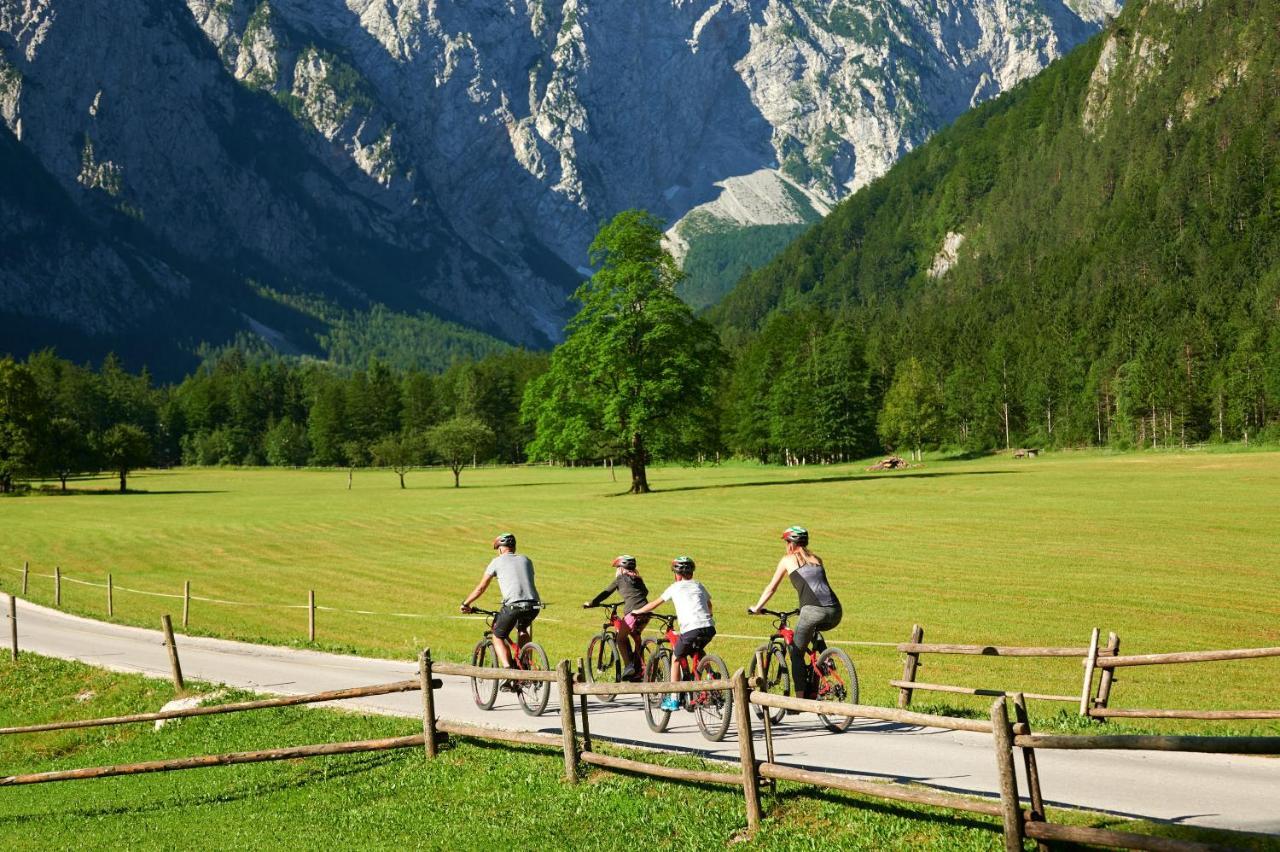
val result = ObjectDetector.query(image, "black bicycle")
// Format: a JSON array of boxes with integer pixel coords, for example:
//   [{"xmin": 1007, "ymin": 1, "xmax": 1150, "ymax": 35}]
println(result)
[
  {"xmin": 467, "ymin": 606, "xmax": 551, "ymax": 716},
  {"xmin": 582, "ymin": 601, "xmax": 654, "ymax": 703},
  {"xmin": 747, "ymin": 607, "xmax": 858, "ymax": 732}
]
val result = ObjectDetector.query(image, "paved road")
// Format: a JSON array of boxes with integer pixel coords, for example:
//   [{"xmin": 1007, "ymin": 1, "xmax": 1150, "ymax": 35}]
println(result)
[{"xmin": 10, "ymin": 600, "xmax": 1279, "ymax": 835}]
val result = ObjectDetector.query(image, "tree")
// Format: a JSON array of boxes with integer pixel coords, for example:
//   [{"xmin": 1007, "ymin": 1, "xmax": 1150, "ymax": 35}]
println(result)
[
  {"xmin": 877, "ymin": 358, "xmax": 942, "ymax": 461},
  {"xmin": 0, "ymin": 358, "xmax": 42, "ymax": 493},
  {"xmin": 263, "ymin": 418, "xmax": 311, "ymax": 467},
  {"xmin": 39, "ymin": 417, "xmax": 95, "ymax": 491},
  {"xmin": 427, "ymin": 416, "xmax": 494, "ymax": 488},
  {"xmin": 521, "ymin": 210, "xmax": 725, "ymax": 493},
  {"xmin": 371, "ymin": 432, "xmax": 426, "ymax": 488},
  {"xmin": 97, "ymin": 423, "xmax": 151, "ymax": 493}
]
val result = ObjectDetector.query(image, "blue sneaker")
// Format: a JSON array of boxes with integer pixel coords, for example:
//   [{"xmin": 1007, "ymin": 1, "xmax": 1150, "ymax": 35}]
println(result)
[{"xmin": 660, "ymin": 696, "xmax": 680, "ymax": 712}]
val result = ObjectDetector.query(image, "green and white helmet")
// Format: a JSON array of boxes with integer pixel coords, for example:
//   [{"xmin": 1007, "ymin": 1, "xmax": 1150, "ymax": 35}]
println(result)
[
  {"xmin": 780, "ymin": 526, "xmax": 809, "ymax": 546},
  {"xmin": 671, "ymin": 556, "xmax": 696, "ymax": 576}
]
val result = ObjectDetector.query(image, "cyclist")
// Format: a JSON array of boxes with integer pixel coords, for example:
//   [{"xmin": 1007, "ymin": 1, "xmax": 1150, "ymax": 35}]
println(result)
[
  {"xmin": 748, "ymin": 526, "xmax": 842, "ymax": 700},
  {"xmin": 460, "ymin": 532, "xmax": 542, "ymax": 678},
  {"xmin": 628, "ymin": 556, "xmax": 715, "ymax": 711},
  {"xmin": 583, "ymin": 554, "xmax": 649, "ymax": 681}
]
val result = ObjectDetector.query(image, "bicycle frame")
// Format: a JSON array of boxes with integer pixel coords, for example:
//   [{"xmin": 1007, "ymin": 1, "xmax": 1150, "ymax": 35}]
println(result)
[
  {"xmin": 651, "ymin": 614, "xmax": 709, "ymax": 704},
  {"xmin": 472, "ymin": 607, "xmax": 530, "ymax": 667},
  {"xmin": 758, "ymin": 608, "xmax": 827, "ymax": 685}
]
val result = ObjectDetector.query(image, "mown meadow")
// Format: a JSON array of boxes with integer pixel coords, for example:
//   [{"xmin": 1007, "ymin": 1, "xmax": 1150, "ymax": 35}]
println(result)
[{"xmin": 3, "ymin": 450, "xmax": 1278, "ymax": 729}]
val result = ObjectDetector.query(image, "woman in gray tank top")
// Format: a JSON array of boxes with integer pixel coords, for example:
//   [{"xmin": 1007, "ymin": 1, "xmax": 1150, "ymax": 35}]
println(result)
[{"xmin": 748, "ymin": 525, "xmax": 843, "ymax": 699}]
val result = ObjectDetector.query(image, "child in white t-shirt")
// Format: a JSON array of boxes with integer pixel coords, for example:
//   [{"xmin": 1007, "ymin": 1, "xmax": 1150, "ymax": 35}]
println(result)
[{"xmin": 628, "ymin": 556, "xmax": 715, "ymax": 711}]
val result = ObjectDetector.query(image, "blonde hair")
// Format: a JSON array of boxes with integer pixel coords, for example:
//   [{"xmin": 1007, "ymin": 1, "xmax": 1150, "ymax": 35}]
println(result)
[{"xmin": 787, "ymin": 543, "xmax": 822, "ymax": 567}]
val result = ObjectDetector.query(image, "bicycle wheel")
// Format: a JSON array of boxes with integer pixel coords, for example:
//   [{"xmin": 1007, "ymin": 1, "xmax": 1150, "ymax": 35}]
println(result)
[
  {"xmin": 694, "ymin": 654, "xmax": 732, "ymax": 742},
  {"xmin": 643, "ymin": 649, "xmax": 672, "ymax": 733},
  {"xmin": 814, "ymin": 647, "xmax": 859, "ymax": 733},
  {"xmin": 517, "ymin": 642, "xmax": 551, "ymax": 717},
  {"xmin": 746, "ymin": 642, "xmax": 789, "ymax": 724},
  {"xmin": 470, "ymin": 638, "xmax": 499, "ymax": 710},
  {"xmin": 584, "ymin": 632, "xmax": 621, "ymax": 704}
]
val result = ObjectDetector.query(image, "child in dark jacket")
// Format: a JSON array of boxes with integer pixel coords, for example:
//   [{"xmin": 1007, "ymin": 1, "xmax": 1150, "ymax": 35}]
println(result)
[{"xmin": 584, "ymin": 555, "xmax": 649, "ymax": 681}]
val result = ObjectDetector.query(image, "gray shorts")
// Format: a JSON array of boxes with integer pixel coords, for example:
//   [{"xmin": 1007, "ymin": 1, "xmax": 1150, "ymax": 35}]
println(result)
[{"xmin": 793, "ymin": 604, "xmax": 842, "ymax": 652}]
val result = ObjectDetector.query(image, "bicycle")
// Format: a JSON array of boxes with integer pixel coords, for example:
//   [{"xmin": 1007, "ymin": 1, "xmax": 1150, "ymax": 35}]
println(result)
[
  {"xmin": 747, "ymin": 607, "xmax": 858, "ymax": 732},
  {"xmin": 582, "ymin": 602, "xmax": 655, "ymax": 703},
  {"xmin": 642, "ymin": 614, "xmax": 731, "ymax": 742},
  {"xmin": 466, "ymin": 606, "xmax": 551, "ymax": 716}
]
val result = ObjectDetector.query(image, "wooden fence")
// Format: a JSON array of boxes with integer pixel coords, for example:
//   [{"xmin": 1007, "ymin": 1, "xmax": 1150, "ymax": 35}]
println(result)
[
  {"xmin": 1086, "ymin": 646, "xmax": 1280, "ymax": 721},
  {"xmin": 7, "ymin": 644, "xmax": 1279, "ymax": 850}
]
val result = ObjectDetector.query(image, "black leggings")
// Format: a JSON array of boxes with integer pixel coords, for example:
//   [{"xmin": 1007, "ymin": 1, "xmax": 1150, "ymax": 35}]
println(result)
[{"xmin": 789, "ymin": 604, "xmax": 842, "ymax": 697}]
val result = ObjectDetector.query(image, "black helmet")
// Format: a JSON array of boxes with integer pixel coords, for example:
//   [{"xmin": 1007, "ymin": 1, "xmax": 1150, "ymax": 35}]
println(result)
[
  {"xmin": 493, "ymin": 532, "xmax": 516, "ymax": 550},
  {"xmin": 781, "ymin": 526, "xmax": 809, "ymax": 547},
  {"xmin": 671, "ymin": 556, "xmax": 695, "ymax": 576},
  {"xmin": 612, "ymin": 554, "xmax": 637, "ymax": 571}
]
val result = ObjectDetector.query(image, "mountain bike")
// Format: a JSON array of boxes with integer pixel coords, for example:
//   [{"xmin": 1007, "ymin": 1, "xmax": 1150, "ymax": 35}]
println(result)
[
  {"xmin": 467, "ymin": 606, "xmax": 550, "ymax": 716},
  {"xmin": 747, "ymin": 607, "xmax": 858, "ymax": 732},
  {"xmin": 582, "ymin": 601, "xmax": 654, "ymax": 703},
  {"xmin": 642, "ymin": 614, "xmax": 731, "ymax": 742}
]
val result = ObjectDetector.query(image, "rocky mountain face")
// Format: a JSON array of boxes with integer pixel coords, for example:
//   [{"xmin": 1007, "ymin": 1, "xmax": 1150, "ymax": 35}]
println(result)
[{"xmin": 0, "ymin": 0, "xmax": 1118, "ymax": 371}]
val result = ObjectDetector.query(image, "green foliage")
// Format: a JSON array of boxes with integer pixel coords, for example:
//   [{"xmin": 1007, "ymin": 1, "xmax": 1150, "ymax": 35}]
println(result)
[
  {"xmin": 427, "ymin": 415, "xmax": 494, "ymax": 487},
  {"xmin": 523, "ymin": 210, "xmax": 726, "ymax": 493},
  {"xmin": 714, "ymin": 0, "xmax": 1280, "ymax": 452},
  {"xmin": 0, "ymin": 356, "xmax": 41, "ymax": 492},
  {"xmin": 677, "ymin": 220, "xmax": 812, "ymax": 311},
  {"xmin": 263, "ymin": 418, "xmax": 310, "ymax": 467},
  {"xmin": 97, "ymin": 423, "xmax": 151, "ymax": 492},
  {"xmin": 370, "ymin": 431, "xmax": 426, "ymax": 488},
  {"xmin": 877, "ymin": 357, "xmax": 942, "ymax": 460}
]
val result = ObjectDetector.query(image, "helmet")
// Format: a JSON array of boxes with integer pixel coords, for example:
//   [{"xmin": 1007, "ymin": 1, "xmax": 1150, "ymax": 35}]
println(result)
[
  {"xmin": 612, "ymin": 555, "xmax": 637, "ymax": 571},
  {"xmin": 781, "ymin": 526, "xmax": 809, "ymax": 546},
  {"xmin": 492, "ymin": 532, "xmax": 516, "ymax": 550},
  {"xmin": 671, "ymin": 556, "xmax": 696, "ymax": 576}
]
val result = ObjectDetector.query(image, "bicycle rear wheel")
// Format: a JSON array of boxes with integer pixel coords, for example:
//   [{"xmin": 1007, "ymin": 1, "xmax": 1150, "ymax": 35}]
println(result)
[
  {"xmin": 470, "ymin": 638, "xmax": 499, "ymax": 710},
  {"xmin": 747, "ymin": 642, "xmax": 789, "ymax": 724},
  {"xmin": 694, "ymin": 654, "xmax": 731, "ymax": 742},
  {"xmin": 643, "ymin": 649, "xmax": 672, "ymax": 733},
  {"xmin": 517, "ymin": 642, "xmax": 551, "ymax": 716},
  {"xmin": 584, "ymin": 632, "xmax": 621, "ymax": 704},
  {"xmin": 814, "ymin": 647, "xmax": 858, "ymax": 733}
]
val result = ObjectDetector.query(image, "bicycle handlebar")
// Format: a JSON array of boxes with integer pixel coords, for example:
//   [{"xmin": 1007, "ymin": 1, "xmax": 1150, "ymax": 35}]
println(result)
[
  {"xmin": 748, "ymin": 607, "xmax": 800, "ymax": 619},
  {"xmin": 583, "ymin": 601, "xmax": 624, "ymax": 612}
]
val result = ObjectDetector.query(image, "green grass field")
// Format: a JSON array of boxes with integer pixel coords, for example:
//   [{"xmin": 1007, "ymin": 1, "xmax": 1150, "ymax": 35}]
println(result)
[
  {"xmin": 3, "ymin": 655, "xmax": 1269, "ymax": 851},
  {"xmin": 2, "ymin": 451, "xmax": 1279, "ymax": 728}
]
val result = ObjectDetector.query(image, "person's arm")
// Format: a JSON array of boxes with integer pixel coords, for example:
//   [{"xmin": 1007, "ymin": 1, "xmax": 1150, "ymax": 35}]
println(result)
[
  {"xmin": 749, "ymin": 562, "xmax": 790, "ymax": 613},
  {"xmin": 628, "ymin": 596, "xmax": 664, "ymax": 618},
  {"xmin": 460, "ymin": 573, "xmax": 493, "ymax": 612},
  {"xmin": 584, "ymin": 578, "xmax": 619, "ymax": 608}
]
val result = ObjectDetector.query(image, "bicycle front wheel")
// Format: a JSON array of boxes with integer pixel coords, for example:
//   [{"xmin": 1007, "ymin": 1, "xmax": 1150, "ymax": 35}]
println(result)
[
  {"xmin": 643, "ymin": 649, "xmax": 672, "ymax": 733},
  {"xmin": 584, "ymin": 632, "xmax": 621, "ymax": 704},
  {"xmin": 747, "ymin": 642, "xmax": 789, "ymax": 724},
  {"xmin": 471, "ymin": 638, "xmax": 499, "ymax": 710},
  {"xmin": 517, "ymin": 642, "xmax": 551, "ymax": 716},
  {"xmin": 815, "ymin": 647, "xmax": 858, "ymax": 733},
  {"xmin": 694, "ymin": 654, "xmax": 731, "ymax": 742}
]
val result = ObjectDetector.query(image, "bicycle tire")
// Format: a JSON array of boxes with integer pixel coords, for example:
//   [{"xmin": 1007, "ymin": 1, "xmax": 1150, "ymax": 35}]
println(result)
[
  {"xmin": 643, "ymin": 649, "xmax": 672, "ymax": 733},
  {"xmin": 815, "ymin": 647, "xmax": 858, "ymax": 733},
  {"xmin": 470, "ymin": 638, "xmax": 499, "ymax": 710},
  {"xmin": 746, "ymin": 642, "xmax": 789, "ymax": 724},
  {"xmin": 517, "ymin": 642, "xmax": 551, "ymax": 716},
  {"xmin": 584, "ymin": 632, "xmax": 621, "ymax": 704},
  {"xmin": 694, "ymin": 654, "xmax": 731, "ymax": 742}
]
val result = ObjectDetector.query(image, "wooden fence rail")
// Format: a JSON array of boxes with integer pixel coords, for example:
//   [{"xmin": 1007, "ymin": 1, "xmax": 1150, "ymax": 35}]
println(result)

______________________________

**Task statement**
Show every line of the data in which the word "wheel" appears.

**Task response**
val result = ObjectDetector.query(image, "bicycle wheel")
val result = ObjectDetector.query(image, "bicycle rear wheel")
val result = ObjectDetector.query(image, "bicycle front wheel")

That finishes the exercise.